▶ Tasks to perform
**1.** Name every member of Scott's family mentioned in the story about Scott below.
**2.** Render this sentence from the story about Scott into Spanish: "As a teenager, Scott dreamed of becoming a professional basketball player."
**3.** Carry on the story about Scott below, picking up after its final sentence.

▶ Reading text
Stories from SABER: Scott

September 14, 2022

Last week, we celebrated the volunteers who applied some coats of fresh paint to spruce up our SABER transitional housing. One of the residents who’ll get to enjoy that work is Scott.   

As a teenager, Scott dreamed of becoming a professional basketball player. Standing six feet, nine inches tall, his height and talent helped him earn a full scholarship to the University of South Carolina at Spartanburg. But two injuries during his final years of college eligibility ended his hopes for a professional career.  

He moved in with his mother and worked to help her pay the bills. For four years, things went well, until his father passed away. He didn’t expect it to impact him; they had met each other only twice. But the cumulative pain of that loss hurt Scott more than he could have anticipated.  

He started hanging out with the wrong crowd, people who were messing with both crack and powder cocaine. Eventually, he tried crack. “I knew nothing about it,” he says. “After that experience, I was off and running.” For about 10 years, he was able to hide his drug use from his mother. “I started not showing up for work and sleeping late. I was hanging out all night. I was lying to my mother while I was using drugs.  My mother and brother confronted me about my using and I promised to get some help, but I never did. I continued to use.”

▶ Material shown

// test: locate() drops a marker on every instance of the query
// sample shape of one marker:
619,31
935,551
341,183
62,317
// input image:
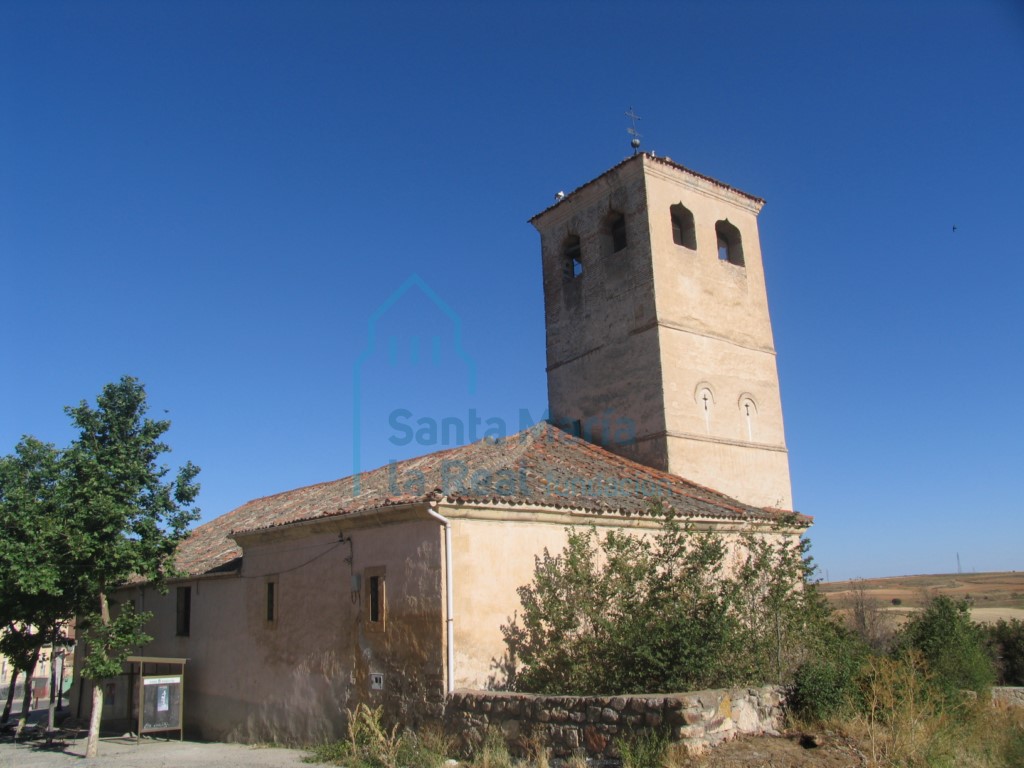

▶ Answers for this exercise
**1.**
- His mother
- His father
- His brother

**2.** De adolescente, Scott soñaba con convertirse en jugador profesional de baloncesto.

**3.**
Many years went by, and his mother became sick with cancer. Her death in 2010 was hard, and Scott made a promise to get help. He did, and he stayed sober for about two years. But then something that should have been a blessing ended up being more of a curse: he inherited $10,000 from the sale of his mother’s house. He relapsed, blowing the entire inheritance in six months, and losing his sobriety-based housing.  

Scott passed the next few years hopping from one motel to another. For years he worked for a moving company, but he eventually lost that job and relied on a friend for help. Finally, he had what he calls a “spiritual awakening.” Staying at Roof Above’s men’s shelter, he completed a 12-week substance use program. “I stayed clean even though people around me were using drugs,” he says.  

He was subsequently accepted into Roof Above’s SABER residential treatment program for substance use. He’s now been sober and drug-free for seven months.  

“I’m proud of myself,” he says. “I have found a program that works for me. The reason I’m trying this time is that I don’t want to die.”